GOAL: Your task is to transcribe the entries below exactly, beginning with the line containing "Mark one point per instance of the front wheel." and ending with the final line, and to add nothing else.

EXERCISE DATA:
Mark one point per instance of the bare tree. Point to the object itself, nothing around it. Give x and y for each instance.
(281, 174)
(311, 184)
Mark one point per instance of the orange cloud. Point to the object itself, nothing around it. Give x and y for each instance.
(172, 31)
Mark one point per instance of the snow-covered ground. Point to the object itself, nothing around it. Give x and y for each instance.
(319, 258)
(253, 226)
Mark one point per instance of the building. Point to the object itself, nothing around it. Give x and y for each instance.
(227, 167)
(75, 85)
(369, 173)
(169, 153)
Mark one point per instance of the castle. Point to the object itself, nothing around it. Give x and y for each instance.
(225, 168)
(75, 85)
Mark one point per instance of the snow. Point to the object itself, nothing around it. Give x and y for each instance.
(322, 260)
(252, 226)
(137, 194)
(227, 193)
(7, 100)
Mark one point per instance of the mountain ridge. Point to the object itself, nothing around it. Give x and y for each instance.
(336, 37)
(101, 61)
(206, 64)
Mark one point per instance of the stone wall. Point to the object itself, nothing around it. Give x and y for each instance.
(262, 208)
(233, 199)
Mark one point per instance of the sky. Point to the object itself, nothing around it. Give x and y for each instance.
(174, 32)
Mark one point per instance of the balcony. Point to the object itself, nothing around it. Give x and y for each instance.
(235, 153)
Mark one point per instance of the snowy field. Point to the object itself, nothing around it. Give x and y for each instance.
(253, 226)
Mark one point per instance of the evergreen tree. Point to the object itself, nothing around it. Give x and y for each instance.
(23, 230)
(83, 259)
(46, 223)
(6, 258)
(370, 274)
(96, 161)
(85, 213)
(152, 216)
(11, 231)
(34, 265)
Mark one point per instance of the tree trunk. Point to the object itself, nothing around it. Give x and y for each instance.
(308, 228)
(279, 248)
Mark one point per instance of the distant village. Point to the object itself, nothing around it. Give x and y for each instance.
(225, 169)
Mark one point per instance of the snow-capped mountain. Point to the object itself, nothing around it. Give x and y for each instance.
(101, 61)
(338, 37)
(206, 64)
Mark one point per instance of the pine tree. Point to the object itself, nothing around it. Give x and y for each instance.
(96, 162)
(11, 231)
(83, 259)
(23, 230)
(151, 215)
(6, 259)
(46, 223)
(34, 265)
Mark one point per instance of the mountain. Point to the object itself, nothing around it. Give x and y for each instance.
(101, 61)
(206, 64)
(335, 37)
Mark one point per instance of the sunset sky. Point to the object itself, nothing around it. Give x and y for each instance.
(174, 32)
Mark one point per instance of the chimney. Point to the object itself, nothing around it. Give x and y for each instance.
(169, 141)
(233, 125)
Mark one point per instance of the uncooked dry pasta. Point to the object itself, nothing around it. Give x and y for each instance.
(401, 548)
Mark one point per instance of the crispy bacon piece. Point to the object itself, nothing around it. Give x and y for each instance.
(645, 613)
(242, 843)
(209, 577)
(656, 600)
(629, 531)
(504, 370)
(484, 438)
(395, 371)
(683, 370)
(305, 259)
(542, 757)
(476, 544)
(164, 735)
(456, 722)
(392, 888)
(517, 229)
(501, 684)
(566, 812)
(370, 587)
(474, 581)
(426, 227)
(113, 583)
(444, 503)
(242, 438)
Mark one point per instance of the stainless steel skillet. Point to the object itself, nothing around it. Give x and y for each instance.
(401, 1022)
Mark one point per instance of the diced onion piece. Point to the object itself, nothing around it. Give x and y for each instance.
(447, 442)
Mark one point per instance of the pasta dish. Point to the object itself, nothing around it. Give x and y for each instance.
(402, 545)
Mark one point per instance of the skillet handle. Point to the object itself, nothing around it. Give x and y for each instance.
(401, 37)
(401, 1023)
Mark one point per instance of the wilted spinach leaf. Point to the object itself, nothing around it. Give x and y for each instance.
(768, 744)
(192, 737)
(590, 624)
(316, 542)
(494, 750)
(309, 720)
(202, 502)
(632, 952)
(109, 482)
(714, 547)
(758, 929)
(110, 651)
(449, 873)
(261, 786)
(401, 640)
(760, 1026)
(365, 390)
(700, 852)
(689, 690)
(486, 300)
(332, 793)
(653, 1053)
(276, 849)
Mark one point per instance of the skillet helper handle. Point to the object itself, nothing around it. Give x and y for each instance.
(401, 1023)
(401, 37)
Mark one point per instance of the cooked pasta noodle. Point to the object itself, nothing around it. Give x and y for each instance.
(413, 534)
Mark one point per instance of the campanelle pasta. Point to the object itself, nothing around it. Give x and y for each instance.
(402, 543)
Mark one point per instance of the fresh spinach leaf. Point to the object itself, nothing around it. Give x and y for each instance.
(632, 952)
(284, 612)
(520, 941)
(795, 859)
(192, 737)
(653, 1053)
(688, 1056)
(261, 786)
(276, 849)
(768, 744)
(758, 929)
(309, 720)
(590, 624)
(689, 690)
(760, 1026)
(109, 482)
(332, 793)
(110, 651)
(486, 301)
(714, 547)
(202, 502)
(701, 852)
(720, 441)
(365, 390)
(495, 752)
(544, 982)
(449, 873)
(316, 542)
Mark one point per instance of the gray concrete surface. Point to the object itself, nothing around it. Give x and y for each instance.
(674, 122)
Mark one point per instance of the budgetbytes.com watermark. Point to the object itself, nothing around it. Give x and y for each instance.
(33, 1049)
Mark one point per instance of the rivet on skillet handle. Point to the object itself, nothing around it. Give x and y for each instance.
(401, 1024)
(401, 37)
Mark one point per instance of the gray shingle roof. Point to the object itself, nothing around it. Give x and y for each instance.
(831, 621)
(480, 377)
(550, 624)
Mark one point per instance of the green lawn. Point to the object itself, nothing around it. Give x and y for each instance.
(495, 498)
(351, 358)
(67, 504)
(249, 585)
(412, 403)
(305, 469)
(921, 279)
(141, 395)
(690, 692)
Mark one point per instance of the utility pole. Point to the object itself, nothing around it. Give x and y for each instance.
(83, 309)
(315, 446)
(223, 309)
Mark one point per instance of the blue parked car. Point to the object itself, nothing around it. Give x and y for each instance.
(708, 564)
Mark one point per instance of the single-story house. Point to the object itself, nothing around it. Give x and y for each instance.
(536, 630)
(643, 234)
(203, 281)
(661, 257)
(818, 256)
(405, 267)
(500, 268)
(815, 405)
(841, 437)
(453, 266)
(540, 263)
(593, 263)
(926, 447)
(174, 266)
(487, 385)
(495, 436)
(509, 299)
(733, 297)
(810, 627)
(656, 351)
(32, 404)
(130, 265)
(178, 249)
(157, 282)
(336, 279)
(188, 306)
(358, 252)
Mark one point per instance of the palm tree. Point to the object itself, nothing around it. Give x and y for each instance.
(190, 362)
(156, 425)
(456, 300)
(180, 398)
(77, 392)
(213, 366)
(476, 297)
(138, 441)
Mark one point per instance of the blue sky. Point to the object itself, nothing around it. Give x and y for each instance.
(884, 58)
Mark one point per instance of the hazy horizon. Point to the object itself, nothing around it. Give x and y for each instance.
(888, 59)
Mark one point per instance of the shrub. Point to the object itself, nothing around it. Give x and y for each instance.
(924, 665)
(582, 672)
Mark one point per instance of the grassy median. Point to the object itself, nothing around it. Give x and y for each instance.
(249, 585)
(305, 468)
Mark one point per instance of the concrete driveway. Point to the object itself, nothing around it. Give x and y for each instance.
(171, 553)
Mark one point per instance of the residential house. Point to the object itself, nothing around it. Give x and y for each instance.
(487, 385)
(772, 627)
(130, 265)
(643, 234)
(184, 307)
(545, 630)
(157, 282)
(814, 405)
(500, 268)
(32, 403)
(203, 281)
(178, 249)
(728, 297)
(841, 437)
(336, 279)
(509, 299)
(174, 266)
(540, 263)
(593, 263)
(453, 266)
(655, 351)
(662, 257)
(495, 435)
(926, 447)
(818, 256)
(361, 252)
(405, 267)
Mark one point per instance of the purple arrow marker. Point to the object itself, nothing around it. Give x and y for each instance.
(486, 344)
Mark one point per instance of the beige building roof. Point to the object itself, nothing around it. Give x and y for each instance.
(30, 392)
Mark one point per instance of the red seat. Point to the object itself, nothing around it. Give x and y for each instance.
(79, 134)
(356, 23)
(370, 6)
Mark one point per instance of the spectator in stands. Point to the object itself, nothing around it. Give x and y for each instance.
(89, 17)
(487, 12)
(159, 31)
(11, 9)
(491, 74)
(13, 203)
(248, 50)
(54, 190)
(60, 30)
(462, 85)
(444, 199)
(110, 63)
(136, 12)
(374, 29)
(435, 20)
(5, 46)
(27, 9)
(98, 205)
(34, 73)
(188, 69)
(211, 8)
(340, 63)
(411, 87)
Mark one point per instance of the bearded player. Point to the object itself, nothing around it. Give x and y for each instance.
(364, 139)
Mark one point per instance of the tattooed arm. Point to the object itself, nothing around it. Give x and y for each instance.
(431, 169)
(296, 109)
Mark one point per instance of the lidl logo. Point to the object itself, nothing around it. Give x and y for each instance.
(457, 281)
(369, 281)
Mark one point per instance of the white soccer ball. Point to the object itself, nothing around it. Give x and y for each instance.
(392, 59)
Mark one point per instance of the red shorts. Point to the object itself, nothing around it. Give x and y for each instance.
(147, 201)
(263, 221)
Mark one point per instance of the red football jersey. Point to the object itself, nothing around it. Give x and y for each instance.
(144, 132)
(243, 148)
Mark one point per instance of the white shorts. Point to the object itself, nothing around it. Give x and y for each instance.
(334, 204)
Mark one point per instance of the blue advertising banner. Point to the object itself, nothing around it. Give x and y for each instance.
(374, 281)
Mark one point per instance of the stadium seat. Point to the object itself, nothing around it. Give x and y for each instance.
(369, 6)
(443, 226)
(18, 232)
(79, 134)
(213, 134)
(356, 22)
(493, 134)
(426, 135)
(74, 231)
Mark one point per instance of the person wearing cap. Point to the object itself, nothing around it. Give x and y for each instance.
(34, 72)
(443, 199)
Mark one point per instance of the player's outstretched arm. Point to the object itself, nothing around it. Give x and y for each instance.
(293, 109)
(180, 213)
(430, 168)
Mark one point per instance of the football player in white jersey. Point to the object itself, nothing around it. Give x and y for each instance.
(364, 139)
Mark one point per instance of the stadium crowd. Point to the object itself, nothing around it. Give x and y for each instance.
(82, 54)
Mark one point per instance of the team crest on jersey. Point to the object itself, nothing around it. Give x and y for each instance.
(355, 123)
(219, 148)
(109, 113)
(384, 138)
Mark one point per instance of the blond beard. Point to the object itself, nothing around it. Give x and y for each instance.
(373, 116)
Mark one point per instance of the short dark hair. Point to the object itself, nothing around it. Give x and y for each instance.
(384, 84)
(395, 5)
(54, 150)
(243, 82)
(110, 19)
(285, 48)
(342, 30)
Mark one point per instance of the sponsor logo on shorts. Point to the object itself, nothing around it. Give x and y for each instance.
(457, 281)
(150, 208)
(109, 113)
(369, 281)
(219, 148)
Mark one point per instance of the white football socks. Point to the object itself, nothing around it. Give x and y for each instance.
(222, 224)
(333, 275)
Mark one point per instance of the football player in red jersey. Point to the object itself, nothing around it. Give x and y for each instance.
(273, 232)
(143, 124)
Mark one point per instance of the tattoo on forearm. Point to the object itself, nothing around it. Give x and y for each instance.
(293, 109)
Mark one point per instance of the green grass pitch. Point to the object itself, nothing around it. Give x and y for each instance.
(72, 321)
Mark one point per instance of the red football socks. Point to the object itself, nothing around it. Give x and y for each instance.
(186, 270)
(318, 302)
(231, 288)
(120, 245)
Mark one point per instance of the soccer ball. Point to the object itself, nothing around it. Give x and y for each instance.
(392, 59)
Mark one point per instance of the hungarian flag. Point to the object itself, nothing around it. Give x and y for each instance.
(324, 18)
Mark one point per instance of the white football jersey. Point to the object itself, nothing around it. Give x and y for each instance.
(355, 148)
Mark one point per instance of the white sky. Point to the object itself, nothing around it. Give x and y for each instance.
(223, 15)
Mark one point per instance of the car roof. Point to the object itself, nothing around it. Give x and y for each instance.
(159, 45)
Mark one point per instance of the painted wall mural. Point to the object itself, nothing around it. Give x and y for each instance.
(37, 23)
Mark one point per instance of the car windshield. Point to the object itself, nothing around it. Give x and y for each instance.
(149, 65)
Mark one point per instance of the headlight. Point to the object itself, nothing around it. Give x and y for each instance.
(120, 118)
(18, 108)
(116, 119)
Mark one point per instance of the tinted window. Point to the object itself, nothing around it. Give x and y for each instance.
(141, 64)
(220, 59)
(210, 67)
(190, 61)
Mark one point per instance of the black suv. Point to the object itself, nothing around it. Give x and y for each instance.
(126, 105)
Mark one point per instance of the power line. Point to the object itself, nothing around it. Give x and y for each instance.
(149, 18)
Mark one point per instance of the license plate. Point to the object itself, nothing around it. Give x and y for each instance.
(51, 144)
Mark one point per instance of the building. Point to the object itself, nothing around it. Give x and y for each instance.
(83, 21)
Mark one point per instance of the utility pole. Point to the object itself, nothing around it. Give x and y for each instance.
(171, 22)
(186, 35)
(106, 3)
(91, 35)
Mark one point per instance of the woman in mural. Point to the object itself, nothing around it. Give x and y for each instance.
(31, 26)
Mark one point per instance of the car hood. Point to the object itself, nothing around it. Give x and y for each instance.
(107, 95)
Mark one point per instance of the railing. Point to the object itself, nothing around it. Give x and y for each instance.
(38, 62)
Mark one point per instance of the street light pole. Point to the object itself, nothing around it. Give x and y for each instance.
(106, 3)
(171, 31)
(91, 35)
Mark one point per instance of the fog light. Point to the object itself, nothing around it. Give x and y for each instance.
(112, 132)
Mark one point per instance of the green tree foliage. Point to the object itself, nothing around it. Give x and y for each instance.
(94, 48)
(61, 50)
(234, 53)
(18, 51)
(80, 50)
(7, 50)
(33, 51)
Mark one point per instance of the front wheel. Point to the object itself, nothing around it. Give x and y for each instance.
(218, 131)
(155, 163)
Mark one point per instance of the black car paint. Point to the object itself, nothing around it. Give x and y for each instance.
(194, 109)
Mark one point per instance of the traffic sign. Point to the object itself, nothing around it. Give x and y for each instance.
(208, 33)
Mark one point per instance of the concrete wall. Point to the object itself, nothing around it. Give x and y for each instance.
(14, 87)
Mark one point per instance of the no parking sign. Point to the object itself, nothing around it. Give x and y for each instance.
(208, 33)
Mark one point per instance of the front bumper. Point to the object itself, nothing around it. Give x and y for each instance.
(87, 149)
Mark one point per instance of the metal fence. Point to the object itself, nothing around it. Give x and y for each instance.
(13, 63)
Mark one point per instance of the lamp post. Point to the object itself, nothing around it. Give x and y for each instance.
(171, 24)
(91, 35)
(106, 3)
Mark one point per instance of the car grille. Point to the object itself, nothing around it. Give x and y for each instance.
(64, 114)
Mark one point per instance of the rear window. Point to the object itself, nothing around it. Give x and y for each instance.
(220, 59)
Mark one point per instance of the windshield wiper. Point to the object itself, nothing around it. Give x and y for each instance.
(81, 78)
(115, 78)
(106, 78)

EXERCISE RESULT:
Mark one point per instance of the front wheel. Point to the object itself, nothing around it. Give x and y for each instance.
(218, 131)
(155, 163)
Mark one point per instance of the black car paint. Point to the object itself, nothing around it. Give x and y for each instance.
(194, 109)
Mark one point per instance of the traffic sign. Point to the object itself, nothing around it. Give x and y for each instance.
(208, 33)
Mark one point per instance of the concrete wall. Point to the object itself, nothing around it. Give x and y for each instance.
(14, 87)
Mark one point per instance of the no parking sign. Point to the object itself, nothing around it. Give x and y for each instance.
(208, 33)
Mark one point per instance of the front bumper. Point to the object itself, nothing around it. Give x and y for each instance.
(87, 149)
Mark one point per instance of the metal fence. Point to the object itself, nothing around it. Give x and y for each instance.
(13, 63)
Mark one point per instance of the lamp post. Point to the object itself, nothing around it. Give x and y for each instance.
(171, 24)
(91, 35)
(106, 3)
Mark one point per instance of the car grille. Point to the object itself, nothing around it. Give x and y for each instance.
(64, 114)
Mark one point per instance of the rear window. Point to the object itself, nothing around it. Give x and y for each instance.
(220, 59)
Mark one point per instance of the windshield wiper. Point to the object itself, nothing around it. Give x and y for each instance.
(81, 78)
(115, 78)
(106, 78)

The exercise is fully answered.